(STUDY MATERIAL)

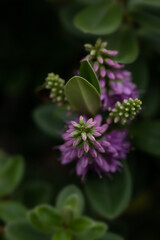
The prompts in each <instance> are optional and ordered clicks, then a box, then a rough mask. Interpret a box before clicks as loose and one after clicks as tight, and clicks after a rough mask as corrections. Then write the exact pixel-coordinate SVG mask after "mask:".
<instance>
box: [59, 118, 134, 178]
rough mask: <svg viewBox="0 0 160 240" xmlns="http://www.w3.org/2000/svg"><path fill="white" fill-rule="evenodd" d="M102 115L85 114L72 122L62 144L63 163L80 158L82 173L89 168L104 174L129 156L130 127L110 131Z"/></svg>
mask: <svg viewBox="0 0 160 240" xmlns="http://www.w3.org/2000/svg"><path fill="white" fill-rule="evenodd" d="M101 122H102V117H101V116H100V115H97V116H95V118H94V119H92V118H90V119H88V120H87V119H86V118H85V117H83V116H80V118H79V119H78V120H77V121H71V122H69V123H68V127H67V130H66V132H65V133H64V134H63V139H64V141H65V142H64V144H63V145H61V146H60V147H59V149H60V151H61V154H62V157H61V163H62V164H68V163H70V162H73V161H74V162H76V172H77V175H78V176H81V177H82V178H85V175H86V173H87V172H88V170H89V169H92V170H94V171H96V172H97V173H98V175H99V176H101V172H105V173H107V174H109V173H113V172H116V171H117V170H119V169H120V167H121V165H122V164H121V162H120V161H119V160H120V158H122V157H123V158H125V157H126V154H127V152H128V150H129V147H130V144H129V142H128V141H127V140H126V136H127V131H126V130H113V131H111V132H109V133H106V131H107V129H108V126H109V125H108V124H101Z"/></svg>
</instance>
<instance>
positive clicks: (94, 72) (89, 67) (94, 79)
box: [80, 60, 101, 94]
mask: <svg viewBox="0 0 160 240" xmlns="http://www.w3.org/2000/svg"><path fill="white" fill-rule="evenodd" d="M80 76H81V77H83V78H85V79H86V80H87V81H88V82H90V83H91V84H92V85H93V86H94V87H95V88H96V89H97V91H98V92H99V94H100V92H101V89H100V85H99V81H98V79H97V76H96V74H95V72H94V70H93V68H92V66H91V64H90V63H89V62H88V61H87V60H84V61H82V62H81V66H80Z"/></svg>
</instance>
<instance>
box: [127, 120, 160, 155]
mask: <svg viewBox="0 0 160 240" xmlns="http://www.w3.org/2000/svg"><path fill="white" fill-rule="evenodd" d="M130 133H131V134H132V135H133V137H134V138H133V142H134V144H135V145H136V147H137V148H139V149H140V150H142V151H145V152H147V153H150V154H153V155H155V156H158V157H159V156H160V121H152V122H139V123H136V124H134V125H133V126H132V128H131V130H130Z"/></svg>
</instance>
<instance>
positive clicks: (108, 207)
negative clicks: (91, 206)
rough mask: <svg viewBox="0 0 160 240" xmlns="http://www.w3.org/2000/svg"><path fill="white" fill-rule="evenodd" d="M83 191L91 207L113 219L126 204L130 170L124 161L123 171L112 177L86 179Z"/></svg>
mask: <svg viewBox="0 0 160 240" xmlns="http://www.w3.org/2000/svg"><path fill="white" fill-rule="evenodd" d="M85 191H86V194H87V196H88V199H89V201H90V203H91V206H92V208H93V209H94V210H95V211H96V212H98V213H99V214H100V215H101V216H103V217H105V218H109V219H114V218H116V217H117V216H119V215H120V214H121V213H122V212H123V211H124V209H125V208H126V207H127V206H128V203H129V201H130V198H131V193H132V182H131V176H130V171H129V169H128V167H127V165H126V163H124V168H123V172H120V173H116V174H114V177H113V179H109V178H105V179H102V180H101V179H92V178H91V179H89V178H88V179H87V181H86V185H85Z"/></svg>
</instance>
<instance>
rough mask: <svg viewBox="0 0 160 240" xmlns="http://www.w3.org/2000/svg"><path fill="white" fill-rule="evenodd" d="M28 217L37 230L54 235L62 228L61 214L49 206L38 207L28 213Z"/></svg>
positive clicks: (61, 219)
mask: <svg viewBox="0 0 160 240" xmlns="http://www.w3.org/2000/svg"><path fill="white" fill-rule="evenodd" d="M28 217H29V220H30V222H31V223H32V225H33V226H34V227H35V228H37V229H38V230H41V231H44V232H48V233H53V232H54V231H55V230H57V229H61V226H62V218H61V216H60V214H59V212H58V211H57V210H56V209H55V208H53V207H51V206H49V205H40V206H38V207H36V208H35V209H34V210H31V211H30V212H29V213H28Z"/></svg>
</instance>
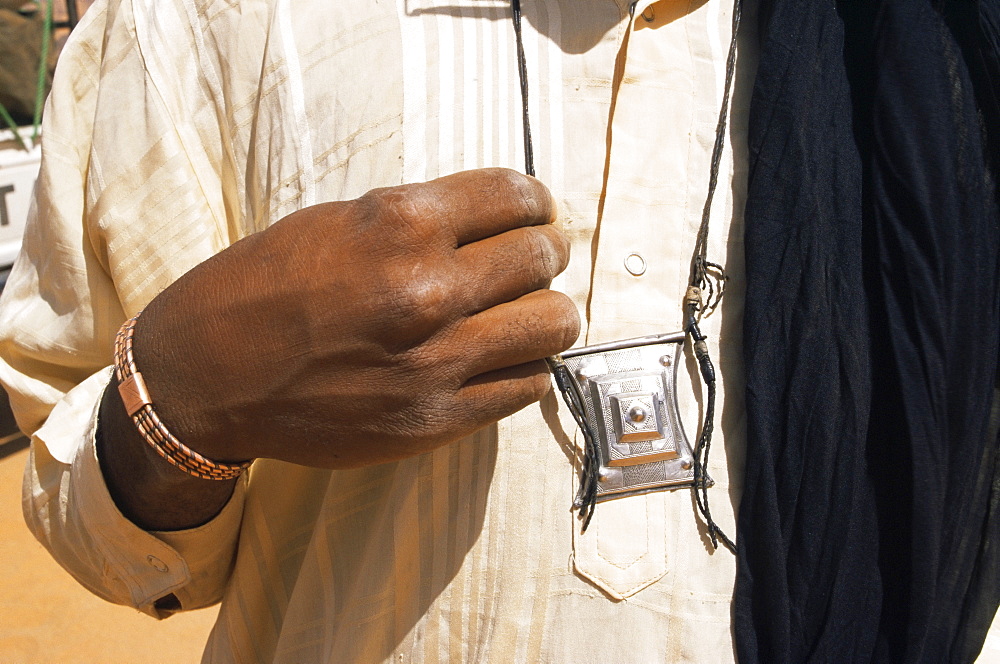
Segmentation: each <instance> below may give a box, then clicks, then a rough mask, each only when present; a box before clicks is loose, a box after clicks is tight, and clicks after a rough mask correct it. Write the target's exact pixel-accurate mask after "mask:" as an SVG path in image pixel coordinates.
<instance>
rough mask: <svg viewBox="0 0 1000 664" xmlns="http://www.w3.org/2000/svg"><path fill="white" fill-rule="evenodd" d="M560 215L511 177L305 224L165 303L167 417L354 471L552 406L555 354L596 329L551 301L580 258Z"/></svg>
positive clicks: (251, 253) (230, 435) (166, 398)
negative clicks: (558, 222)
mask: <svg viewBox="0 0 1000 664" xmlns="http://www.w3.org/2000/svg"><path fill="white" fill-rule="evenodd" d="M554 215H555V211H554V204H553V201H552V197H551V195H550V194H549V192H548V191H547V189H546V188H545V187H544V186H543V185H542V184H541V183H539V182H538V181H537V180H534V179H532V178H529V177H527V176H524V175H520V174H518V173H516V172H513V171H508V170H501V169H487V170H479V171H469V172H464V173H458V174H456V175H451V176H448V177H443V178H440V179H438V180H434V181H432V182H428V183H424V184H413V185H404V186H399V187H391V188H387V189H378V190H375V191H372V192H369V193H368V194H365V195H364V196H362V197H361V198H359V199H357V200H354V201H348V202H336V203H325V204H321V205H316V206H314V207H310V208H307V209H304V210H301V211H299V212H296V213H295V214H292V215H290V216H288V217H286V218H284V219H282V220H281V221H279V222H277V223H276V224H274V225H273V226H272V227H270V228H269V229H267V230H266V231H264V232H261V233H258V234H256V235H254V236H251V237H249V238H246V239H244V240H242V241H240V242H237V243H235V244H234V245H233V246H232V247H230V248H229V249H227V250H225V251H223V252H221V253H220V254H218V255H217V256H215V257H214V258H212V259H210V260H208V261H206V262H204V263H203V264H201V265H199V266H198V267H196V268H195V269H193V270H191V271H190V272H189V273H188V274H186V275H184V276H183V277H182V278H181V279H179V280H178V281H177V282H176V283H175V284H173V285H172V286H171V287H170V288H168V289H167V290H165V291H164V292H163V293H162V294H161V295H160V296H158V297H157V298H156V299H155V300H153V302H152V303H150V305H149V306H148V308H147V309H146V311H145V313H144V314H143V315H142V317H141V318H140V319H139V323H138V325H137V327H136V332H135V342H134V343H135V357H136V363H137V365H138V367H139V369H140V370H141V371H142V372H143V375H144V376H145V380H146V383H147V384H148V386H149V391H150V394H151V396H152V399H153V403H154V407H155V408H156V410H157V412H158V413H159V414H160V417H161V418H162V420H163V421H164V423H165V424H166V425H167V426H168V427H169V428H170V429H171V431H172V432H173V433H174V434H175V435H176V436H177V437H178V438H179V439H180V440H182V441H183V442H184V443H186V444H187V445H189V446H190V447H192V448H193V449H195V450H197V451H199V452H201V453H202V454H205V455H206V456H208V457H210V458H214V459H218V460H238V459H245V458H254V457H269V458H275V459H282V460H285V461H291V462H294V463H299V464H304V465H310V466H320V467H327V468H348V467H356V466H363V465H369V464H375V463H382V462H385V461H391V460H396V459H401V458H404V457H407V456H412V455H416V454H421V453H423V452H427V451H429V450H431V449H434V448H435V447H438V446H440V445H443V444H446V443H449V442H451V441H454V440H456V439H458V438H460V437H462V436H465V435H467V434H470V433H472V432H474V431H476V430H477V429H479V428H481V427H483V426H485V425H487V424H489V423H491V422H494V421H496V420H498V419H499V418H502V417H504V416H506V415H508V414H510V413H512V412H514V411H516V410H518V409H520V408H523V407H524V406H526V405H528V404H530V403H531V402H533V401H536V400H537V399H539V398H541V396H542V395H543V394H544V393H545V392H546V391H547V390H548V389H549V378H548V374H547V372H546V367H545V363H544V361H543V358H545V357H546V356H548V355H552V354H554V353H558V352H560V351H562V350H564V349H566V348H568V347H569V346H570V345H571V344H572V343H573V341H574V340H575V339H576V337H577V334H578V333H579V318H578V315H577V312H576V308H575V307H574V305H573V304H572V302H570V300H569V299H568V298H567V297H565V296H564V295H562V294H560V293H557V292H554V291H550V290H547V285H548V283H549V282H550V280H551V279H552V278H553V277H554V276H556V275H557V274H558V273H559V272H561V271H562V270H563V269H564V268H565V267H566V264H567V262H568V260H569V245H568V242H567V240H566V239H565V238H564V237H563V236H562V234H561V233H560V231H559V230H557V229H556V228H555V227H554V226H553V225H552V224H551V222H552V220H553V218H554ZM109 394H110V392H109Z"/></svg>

(End STUDY MATERIAL)
(STUDY MATERIAL)

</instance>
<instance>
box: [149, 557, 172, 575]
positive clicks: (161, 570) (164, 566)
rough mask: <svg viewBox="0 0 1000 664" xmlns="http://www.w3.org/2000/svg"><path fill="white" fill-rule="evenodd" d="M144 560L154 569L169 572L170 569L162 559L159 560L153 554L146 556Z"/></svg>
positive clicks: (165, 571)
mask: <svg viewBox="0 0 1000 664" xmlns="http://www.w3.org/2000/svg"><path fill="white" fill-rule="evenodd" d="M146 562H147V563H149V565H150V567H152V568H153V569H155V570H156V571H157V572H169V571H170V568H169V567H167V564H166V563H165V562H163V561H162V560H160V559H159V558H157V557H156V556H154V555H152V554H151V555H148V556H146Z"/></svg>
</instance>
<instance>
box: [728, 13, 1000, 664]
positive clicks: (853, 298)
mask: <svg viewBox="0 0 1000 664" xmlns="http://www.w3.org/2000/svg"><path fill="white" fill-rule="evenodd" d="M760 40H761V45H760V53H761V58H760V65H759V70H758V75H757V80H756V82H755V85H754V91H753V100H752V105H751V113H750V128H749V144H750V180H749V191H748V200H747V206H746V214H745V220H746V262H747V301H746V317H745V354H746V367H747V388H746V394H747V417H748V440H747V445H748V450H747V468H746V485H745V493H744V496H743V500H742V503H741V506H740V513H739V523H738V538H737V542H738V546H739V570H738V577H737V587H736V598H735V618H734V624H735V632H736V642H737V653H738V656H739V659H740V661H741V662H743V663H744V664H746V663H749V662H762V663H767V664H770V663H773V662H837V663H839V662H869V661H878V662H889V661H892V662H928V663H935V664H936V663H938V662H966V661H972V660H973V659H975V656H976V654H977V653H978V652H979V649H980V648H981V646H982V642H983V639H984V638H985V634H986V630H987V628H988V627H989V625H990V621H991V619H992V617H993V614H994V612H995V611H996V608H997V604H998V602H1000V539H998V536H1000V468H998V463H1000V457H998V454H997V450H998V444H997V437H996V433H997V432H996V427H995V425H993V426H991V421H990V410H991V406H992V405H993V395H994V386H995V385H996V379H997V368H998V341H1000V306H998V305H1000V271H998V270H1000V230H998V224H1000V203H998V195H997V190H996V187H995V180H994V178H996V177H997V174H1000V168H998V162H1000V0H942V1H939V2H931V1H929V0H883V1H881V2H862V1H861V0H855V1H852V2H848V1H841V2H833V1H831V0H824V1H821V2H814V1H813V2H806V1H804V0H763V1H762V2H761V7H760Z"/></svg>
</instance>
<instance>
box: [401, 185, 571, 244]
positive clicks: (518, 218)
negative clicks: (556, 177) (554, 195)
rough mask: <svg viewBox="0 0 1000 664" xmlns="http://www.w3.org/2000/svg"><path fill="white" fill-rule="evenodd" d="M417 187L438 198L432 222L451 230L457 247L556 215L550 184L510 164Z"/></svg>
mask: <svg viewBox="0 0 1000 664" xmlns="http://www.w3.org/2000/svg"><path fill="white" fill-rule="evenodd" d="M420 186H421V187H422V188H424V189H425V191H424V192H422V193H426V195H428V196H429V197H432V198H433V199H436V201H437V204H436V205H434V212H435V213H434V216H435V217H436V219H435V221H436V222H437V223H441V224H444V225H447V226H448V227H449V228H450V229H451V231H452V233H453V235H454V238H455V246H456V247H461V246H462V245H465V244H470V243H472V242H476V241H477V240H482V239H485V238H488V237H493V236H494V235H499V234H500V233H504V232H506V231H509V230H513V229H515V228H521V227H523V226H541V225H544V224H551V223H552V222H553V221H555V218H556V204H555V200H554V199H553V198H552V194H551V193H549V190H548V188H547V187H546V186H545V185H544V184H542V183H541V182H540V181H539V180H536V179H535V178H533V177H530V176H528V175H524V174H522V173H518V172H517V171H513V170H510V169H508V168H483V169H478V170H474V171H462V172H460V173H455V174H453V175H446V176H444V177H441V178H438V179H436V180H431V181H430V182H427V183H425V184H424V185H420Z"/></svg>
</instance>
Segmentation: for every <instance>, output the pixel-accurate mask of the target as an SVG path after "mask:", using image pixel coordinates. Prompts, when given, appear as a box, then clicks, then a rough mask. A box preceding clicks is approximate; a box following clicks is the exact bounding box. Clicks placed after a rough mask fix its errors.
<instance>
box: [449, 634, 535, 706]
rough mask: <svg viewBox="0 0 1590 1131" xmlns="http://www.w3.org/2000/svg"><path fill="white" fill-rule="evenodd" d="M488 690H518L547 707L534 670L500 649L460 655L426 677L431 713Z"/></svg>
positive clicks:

(End STUDY MATERIAL)

Reproduce verbatim the rows starting with the line that contains "The prompts in" and going on through the line that contains "115L85 114L72 122L62", including both of those lines.

> RESPONSE TO THIS TASK:
The prompts in each <instance> are optional and ordered clicks, then a box, then a rough mask. Interpret a box before clicks as loose and one after clicks as tight, and clicks after a rough mask as corrections. Then write the exact pixel-coordinate SVG mask after "mask:".
<instance>
box: [59, 118, 134, 178]
rough mask: <svg viewBox="0 0 160 240" xmlns="http://www.w3.org/2000/svg"><path fill="white" fill-rule="evenodd" d="M102 115L85 114L72 122L62 144L63 163L80 158L82 173L89 168L104 174L129 156L130 127L110 131Z"/></svg>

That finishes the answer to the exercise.